(Problems and tasks)
1 – In the forum post about the bricked BQ40Z50-R2 pack, swap "host SW" for "host software" in the part starting at "The gauge enters CUV, and" and ending at "the CHG FET.", then write that part out.
2 – According to the forum post about the bricked BQ40Z50-R2 pack, which FET does the gauge disable when it enters CUV?
3 – Carry on the forum post about the bricked BQ40Z50-R2 pack from its last sentence.

(Source excerpt)
BQ40Z50-R2: Bricked pack during compound CUV and CHGC faults

Jeff LaBundy

Part Number: BQ40Z50-R2
Other Parts Discussed in Thread: BQ25798,

Tool/software:

Hi there—we have encountered a corner case in which both the CHG and DSG FETs are permanently disabled if the gauge experiences a PCHGC, CHGC or OCC fault while recovering from a CUV fault. The sequence is as follows:

The battery naturally discharges below the CUV threshold.
The gauge enters CUV, and disables the DSG FET while waiting for the cell voltage(s) to clear the CUV recovery threshold.
The ChargingCurrent() is lowered in response to temperature.
Due to system latency, the host SW does not reduce the charger IC constant-charging current within the CHGC delay time.
The gauge enters CHGC, and disables the CHG FET.
With the CHG FET disabled, the battery stops charging and the CUV condition persists. This in turn keeps the DSG FET disabled, preventing a discharge current from flowing and clearing the CHGC recovery threshold.
Both FETs remain disabled effectively forever, and the battery never charges again until it self discharges enough for the gauge to shut down; any reasonable customer will RMA the product well before this time.

(Stored records)
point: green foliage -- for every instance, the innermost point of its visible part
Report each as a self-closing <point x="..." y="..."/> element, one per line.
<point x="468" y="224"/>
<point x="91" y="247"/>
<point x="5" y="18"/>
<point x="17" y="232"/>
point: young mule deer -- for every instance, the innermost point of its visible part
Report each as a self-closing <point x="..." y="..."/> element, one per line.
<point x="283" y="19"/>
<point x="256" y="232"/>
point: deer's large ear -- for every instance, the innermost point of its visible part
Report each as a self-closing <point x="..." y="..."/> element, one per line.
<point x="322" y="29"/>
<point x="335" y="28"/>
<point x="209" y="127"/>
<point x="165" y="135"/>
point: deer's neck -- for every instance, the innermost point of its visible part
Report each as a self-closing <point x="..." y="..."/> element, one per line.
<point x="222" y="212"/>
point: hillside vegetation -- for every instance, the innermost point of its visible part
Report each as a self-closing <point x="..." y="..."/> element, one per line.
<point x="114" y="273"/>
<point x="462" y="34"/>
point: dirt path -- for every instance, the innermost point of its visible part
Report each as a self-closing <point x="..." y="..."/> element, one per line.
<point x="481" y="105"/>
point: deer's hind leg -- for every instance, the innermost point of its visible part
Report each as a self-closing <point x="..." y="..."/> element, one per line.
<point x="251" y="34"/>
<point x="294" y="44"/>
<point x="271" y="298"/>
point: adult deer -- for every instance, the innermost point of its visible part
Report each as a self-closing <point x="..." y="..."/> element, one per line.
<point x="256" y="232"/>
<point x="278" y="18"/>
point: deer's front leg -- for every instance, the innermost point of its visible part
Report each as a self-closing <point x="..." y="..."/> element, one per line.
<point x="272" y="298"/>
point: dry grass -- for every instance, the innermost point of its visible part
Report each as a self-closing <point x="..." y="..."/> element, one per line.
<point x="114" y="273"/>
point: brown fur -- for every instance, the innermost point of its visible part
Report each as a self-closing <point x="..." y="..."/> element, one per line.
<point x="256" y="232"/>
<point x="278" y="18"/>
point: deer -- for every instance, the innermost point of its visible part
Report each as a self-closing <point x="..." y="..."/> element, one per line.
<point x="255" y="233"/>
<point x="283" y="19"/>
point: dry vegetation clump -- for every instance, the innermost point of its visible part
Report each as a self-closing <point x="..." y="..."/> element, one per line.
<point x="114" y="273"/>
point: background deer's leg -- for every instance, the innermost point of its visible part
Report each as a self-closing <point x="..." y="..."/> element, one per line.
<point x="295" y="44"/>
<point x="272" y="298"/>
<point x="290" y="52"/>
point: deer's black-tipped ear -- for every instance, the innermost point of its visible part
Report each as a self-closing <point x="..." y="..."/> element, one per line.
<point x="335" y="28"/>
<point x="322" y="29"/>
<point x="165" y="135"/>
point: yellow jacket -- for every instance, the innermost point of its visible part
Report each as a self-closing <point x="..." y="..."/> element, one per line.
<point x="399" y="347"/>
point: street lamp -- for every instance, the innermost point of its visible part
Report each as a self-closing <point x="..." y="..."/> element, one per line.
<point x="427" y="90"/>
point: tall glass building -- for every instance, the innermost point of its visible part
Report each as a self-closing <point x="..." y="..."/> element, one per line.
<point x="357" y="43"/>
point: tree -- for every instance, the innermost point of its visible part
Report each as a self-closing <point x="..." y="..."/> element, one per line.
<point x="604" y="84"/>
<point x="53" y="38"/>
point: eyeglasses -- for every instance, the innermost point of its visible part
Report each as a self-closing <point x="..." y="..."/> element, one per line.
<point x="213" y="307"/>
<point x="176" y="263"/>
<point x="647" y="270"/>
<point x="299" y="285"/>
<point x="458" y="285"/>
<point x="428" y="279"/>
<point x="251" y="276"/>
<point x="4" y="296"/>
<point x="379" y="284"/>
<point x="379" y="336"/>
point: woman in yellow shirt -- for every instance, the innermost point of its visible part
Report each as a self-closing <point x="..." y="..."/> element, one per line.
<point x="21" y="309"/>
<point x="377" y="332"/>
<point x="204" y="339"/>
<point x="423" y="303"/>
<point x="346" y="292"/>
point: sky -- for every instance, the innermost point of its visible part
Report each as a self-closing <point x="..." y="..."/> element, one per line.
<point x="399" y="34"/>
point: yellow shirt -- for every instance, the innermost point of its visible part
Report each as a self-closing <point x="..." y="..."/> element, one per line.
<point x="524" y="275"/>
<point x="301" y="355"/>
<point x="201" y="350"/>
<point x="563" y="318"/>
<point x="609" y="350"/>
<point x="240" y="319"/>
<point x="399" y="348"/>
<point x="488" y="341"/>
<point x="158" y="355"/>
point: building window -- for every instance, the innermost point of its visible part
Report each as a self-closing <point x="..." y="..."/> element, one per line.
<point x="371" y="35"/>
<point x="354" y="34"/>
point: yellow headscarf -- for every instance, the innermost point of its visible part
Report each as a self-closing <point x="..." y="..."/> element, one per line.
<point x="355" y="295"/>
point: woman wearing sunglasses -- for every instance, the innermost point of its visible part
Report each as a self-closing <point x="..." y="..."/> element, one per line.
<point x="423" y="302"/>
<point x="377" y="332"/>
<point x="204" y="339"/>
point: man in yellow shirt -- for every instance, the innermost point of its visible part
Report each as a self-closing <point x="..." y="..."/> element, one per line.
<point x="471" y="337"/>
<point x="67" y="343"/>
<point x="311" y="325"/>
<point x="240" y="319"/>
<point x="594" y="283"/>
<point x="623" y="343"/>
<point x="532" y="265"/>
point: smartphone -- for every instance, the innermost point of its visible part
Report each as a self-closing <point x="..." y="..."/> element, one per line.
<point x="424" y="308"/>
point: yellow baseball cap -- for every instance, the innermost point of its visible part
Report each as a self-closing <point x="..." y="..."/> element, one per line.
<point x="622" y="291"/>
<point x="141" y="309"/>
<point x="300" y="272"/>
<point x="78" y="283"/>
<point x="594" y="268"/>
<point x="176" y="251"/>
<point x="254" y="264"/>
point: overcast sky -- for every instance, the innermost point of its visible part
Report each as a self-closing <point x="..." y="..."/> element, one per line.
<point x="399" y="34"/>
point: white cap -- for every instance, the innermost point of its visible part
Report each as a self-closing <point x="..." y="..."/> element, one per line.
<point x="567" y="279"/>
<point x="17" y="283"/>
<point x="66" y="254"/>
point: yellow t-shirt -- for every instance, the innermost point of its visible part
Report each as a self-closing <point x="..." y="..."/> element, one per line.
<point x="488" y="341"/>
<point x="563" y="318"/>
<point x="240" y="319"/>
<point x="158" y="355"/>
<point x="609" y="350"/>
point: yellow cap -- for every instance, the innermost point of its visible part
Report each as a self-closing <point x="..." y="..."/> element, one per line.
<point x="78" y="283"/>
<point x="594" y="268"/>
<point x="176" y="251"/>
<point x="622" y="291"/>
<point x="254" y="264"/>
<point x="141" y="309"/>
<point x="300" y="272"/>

(Per-task answers)
1 –
The gauge enters CUV, and disables the DSG FET while waiting for the cell voltage(s) to clear the CUV recovery threshold.
The ChargingCurrent() is lowered in response to temperature.
Due to system latency, the host software does not reduce the charger IC constant-charging current within the CHGC delay time.
The gauge enters CHGC, and disables the CHG FET.

2 – The DSG FET.

3 –
This issue was originally reported in the following thread: https://e2e.ti.com/support/power-management-group/power-management/f/power-management-forum/1451501/bq40z50-r2-precharge-start-voltage-vs-charging-voltage-low/5620339#5620339

The workaround I decided upon at the time was to change the PCHGC, CHGC and OCC recovery thresholds from negative to positive. This allows a current of zero to clear the recovery threshold, and avoid this "chicken and egg" problem.

The problem with this workaround is that the gauge then repeatedly enables and disables charging at a period equal to the sum of the delay and recovery delays. After further consideration, we do not wish to accept this behavior; in case of a faulty charger, we want charging to stop until the charger is disabled or removed. This seems to be the recommended behavior anyway.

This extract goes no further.